# CHECK YOUR UNDERSTANDING
**A)** In the section on HBV serological characteristics of blood donations, print the part starting with "Table 1: Serological" and going on through "HBV DNA positivity.".
**B)** According to the section on HBV serological characteristics of blood donations, what percentage of the seronegative and HBV DNA positive donations were HBsAg positive or border?

──────── TEXT SECTION ────────

HBV serological characteristics of the seronegative and HBV DNA positive blood donations

A total of 4,601 seronegative and HBV DNA positive blood donations from blood banks around China were sent to the National Center for Clinical Laboratories (NCCL). Then, we assessed the serological pattern of all the blood donations. Among them, 10.34% were HBsAg positive or border. The most common patterns were HBeAb and HBcAb positive (21.06%), and HBcAb positive (20.04%). Among the HBsAg negative blood donations, the prevalence of HBcAb and HBeAg was 77.36% and 0.9%, respectively (Tables 1 and 2). In addition, there were also some uncommon serological patterns of HBV infection such as HBsAg negative and HBeAg positive blood donations.

Table 1: Serological characteristics of the HBV DNA positive and seronegative blood donations.
Table 2: Prevalence of serological markers in HBsAg negative blood donations with HBV DNA positivity.

──────── DATA SECTION ────────

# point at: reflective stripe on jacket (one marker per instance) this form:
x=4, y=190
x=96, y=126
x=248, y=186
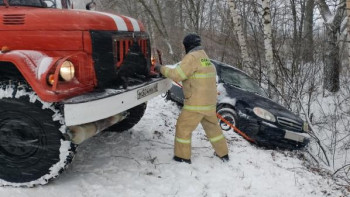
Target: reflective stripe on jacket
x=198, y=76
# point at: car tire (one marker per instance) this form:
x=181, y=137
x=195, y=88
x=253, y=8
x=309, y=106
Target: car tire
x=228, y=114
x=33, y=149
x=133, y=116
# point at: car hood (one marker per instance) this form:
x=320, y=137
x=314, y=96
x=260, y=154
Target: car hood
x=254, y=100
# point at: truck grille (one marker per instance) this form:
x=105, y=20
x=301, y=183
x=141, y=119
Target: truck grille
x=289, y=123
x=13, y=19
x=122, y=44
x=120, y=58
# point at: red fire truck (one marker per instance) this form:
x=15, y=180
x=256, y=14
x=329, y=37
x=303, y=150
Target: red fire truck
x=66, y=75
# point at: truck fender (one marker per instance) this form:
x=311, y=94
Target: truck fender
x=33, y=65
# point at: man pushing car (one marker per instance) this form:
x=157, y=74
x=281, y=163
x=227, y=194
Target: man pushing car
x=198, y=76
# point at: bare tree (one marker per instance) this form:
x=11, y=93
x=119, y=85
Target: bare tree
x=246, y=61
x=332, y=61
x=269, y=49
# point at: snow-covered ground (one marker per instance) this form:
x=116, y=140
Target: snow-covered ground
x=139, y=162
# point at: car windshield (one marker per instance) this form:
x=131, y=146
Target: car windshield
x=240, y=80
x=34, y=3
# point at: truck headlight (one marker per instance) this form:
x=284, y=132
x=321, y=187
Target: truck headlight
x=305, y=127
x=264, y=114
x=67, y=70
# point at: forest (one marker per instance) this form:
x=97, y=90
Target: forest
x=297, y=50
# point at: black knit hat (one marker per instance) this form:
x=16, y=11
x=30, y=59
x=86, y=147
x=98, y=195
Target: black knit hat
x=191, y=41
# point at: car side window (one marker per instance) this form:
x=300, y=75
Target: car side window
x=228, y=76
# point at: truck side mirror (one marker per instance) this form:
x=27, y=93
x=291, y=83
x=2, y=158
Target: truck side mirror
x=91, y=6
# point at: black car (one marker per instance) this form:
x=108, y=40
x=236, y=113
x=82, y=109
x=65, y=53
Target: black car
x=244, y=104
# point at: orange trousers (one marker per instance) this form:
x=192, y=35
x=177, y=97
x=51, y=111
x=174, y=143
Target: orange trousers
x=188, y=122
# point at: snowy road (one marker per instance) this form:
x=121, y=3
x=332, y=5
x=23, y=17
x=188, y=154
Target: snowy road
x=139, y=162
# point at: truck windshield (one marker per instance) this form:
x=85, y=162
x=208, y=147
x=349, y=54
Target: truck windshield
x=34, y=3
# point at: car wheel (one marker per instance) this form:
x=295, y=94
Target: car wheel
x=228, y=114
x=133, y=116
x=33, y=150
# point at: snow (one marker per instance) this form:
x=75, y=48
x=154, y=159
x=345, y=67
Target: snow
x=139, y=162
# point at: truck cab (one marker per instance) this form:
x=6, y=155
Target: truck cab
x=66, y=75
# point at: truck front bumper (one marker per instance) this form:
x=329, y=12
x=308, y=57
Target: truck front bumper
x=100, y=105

────────
──────── DATA SECTION ────────

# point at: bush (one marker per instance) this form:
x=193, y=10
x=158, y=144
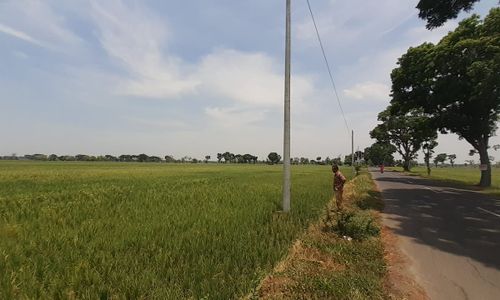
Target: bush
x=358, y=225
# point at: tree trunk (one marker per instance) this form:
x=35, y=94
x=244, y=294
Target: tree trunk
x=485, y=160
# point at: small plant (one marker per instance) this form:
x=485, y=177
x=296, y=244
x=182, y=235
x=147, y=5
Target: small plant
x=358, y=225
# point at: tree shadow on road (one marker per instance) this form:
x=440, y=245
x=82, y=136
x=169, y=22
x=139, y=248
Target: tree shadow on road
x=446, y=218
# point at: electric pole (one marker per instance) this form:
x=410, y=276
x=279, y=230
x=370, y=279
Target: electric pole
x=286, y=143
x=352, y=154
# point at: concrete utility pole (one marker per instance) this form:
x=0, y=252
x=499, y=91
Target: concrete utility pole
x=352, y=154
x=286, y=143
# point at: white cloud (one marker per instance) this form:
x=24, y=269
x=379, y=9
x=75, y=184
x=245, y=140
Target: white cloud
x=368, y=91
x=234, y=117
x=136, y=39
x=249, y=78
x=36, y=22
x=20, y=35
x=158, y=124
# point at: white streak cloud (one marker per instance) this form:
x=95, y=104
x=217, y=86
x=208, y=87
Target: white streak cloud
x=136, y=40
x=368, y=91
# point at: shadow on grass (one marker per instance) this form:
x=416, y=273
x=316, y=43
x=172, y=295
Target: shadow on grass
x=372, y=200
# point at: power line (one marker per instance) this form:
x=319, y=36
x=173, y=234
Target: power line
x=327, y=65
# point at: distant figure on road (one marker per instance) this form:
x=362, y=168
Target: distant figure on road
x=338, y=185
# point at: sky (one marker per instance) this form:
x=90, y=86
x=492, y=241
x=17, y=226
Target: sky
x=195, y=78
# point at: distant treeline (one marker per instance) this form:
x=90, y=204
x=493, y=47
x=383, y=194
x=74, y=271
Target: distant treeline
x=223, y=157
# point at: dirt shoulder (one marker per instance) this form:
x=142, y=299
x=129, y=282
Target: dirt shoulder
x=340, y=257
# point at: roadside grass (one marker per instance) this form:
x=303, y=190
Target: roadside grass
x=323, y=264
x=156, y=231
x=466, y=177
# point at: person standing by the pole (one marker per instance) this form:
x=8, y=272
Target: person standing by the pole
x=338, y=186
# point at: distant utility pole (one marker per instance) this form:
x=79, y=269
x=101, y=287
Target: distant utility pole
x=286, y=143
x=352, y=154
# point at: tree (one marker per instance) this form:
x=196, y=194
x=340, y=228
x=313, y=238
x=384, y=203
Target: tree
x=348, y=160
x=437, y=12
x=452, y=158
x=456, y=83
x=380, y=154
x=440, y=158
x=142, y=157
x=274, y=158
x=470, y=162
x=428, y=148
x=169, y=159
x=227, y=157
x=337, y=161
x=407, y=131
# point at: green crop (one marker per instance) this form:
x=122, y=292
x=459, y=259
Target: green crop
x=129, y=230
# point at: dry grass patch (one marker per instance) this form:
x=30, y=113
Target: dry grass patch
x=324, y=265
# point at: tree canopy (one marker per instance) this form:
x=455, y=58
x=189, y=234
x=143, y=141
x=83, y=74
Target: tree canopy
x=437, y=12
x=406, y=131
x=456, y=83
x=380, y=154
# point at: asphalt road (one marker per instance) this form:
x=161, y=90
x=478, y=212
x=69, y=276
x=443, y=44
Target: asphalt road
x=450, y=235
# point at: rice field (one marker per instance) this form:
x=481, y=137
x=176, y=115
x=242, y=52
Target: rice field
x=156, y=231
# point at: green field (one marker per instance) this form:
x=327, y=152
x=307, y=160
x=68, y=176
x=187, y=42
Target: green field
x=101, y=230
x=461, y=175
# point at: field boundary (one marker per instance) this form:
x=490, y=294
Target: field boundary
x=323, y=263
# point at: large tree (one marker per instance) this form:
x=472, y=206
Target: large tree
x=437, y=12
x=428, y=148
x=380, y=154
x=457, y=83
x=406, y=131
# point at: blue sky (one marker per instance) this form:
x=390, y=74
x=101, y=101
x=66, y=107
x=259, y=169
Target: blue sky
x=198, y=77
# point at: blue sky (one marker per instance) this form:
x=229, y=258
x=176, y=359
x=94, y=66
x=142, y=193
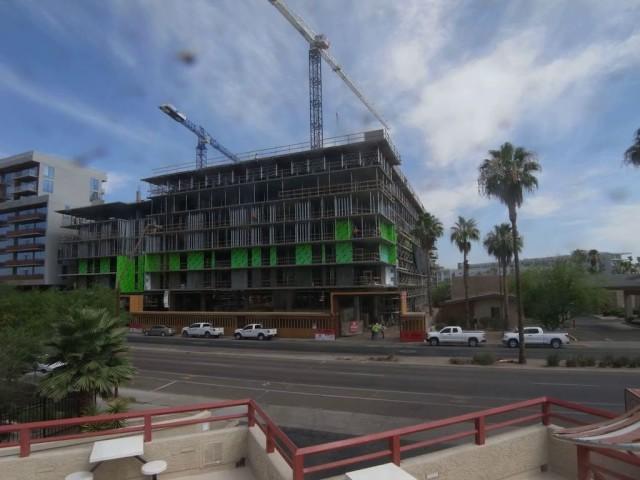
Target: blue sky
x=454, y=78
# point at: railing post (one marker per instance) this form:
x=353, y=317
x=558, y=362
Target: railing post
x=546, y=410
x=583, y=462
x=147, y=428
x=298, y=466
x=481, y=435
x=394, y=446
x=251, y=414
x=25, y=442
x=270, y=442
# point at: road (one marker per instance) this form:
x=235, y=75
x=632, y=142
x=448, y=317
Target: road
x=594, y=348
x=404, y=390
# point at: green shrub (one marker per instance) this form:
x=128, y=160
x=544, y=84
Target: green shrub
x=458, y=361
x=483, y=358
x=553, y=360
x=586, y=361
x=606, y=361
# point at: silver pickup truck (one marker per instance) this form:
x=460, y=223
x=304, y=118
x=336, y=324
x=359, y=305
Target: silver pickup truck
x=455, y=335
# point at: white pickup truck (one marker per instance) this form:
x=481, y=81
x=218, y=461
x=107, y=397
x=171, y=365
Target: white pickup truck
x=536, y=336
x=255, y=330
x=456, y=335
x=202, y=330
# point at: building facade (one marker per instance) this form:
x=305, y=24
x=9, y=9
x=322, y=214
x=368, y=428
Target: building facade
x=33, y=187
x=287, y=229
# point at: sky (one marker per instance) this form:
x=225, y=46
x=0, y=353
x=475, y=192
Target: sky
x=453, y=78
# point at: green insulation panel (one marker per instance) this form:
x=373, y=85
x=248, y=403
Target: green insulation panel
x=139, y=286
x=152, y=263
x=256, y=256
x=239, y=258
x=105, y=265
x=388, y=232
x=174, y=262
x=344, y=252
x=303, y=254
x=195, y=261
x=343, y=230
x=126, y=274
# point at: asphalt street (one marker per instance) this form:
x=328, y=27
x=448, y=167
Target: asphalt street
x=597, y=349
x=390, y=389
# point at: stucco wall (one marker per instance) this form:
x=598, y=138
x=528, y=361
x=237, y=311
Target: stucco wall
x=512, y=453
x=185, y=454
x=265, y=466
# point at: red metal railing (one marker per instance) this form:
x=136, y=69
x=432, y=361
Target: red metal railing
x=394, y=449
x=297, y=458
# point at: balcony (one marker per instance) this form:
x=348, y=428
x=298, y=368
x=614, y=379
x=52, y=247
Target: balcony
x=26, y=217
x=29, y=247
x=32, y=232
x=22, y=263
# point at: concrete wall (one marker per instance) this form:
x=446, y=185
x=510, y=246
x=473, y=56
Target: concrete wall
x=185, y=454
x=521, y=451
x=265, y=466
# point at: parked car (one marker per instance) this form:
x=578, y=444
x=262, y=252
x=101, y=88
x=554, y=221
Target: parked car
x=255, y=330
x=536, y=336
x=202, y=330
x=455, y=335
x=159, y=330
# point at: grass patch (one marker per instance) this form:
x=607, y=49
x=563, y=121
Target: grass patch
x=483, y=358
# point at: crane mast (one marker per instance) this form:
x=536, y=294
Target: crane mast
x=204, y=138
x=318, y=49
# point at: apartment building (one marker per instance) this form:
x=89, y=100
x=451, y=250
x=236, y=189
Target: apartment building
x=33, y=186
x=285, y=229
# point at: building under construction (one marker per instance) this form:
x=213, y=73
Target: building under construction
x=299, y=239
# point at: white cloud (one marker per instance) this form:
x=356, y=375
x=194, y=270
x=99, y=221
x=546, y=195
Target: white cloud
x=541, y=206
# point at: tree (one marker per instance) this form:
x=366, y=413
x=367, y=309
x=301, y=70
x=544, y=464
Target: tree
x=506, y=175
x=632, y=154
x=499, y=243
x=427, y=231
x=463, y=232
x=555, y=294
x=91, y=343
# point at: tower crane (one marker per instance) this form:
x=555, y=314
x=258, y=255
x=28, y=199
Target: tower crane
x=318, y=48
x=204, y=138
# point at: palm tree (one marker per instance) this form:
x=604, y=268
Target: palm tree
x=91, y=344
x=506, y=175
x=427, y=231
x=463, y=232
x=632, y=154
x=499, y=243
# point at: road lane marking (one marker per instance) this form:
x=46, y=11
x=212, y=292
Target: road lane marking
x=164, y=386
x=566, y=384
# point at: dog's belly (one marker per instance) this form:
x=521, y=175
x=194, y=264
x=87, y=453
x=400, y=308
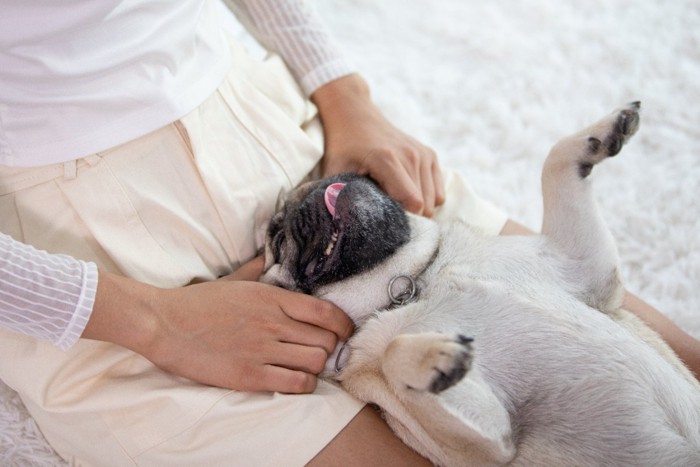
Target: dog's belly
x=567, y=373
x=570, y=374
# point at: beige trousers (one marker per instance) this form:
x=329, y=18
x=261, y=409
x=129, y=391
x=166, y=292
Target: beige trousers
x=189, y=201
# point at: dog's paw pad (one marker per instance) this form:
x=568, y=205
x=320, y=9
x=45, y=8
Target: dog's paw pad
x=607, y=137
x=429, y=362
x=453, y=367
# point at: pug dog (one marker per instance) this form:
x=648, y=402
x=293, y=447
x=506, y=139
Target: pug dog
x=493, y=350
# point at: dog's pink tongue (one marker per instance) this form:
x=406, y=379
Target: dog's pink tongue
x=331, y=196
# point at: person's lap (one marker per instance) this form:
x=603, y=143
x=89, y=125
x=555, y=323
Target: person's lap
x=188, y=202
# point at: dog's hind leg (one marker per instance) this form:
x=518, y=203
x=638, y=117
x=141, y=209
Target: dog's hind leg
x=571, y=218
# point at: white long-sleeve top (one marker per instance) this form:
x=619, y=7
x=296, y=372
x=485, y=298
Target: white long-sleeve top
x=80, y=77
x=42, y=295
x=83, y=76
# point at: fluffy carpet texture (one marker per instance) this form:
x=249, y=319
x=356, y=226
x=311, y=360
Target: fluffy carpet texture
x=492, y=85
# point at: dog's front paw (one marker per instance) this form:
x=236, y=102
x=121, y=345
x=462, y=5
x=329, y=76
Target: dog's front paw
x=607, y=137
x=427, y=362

────────
──────── DATA SECTION ────────

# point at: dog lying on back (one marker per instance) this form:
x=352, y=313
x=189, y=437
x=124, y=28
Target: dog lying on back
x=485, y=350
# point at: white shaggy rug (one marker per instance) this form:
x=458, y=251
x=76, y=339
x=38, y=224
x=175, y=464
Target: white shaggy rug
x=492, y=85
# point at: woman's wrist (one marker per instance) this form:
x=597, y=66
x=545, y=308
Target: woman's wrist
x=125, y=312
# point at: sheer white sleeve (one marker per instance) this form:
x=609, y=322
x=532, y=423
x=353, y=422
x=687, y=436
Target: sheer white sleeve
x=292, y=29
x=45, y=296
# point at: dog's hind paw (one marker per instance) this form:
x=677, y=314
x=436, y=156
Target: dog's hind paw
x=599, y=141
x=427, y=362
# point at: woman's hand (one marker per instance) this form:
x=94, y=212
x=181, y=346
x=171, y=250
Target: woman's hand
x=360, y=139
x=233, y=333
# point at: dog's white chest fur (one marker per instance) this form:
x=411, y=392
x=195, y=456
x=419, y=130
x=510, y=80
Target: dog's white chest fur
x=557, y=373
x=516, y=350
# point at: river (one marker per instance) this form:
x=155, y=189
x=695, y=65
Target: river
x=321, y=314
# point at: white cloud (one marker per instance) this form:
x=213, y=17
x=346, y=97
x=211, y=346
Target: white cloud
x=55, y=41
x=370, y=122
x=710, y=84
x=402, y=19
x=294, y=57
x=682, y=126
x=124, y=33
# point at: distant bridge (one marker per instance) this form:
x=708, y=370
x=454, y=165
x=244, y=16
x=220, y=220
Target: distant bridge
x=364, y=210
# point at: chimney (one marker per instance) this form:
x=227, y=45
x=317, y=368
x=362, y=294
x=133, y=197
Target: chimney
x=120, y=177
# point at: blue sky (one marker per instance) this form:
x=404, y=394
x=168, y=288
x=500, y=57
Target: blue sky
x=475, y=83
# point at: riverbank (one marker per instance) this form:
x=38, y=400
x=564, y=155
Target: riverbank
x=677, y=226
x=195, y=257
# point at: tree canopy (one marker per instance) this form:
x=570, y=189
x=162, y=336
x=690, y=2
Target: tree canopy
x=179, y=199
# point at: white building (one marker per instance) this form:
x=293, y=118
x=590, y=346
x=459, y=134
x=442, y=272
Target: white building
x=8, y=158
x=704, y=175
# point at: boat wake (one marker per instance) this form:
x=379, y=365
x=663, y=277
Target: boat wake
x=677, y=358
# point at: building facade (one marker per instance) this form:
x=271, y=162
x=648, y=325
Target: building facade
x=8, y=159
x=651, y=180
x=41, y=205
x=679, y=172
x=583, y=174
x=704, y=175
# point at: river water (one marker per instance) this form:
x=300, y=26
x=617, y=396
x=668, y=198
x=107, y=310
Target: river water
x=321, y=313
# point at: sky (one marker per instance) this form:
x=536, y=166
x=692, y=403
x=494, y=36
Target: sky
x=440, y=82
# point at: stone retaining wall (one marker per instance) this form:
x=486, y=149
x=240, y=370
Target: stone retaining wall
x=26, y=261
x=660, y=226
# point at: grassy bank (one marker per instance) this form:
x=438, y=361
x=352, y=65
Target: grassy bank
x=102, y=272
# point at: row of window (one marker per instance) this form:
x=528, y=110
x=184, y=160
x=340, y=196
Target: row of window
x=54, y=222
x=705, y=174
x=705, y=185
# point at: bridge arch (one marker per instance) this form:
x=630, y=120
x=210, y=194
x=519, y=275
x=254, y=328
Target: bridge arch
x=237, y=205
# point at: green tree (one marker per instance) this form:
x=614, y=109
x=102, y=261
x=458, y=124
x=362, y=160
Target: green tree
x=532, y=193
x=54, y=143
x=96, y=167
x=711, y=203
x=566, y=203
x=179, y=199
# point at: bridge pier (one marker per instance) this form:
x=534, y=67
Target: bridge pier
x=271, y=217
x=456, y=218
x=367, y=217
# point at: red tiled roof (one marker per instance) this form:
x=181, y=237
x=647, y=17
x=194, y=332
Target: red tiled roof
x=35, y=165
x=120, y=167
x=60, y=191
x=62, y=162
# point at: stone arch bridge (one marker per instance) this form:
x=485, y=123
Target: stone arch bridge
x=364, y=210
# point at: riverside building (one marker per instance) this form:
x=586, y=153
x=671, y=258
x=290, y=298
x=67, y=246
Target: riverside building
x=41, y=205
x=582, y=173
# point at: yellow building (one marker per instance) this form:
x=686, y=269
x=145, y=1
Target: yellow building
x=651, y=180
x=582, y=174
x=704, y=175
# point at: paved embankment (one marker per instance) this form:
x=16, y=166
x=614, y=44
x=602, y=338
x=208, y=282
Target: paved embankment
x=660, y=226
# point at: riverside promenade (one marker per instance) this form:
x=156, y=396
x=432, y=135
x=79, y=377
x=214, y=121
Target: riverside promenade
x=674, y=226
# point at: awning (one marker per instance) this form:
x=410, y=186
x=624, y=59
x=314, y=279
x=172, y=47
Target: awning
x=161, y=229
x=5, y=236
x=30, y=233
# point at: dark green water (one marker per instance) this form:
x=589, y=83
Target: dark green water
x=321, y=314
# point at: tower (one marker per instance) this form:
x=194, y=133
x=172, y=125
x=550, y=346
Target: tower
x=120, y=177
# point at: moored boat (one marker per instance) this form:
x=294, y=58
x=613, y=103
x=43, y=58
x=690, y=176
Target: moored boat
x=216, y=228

────────

# ANSWERS IN ORDER
**A)**
Table 1: Serological characteristics of the HBV DNA positive and seronegative blood donations.
Table 2: Prevalence of serological markers in HBsAg negative blood donations with HBV DNA positivity.

**B)** 10.34%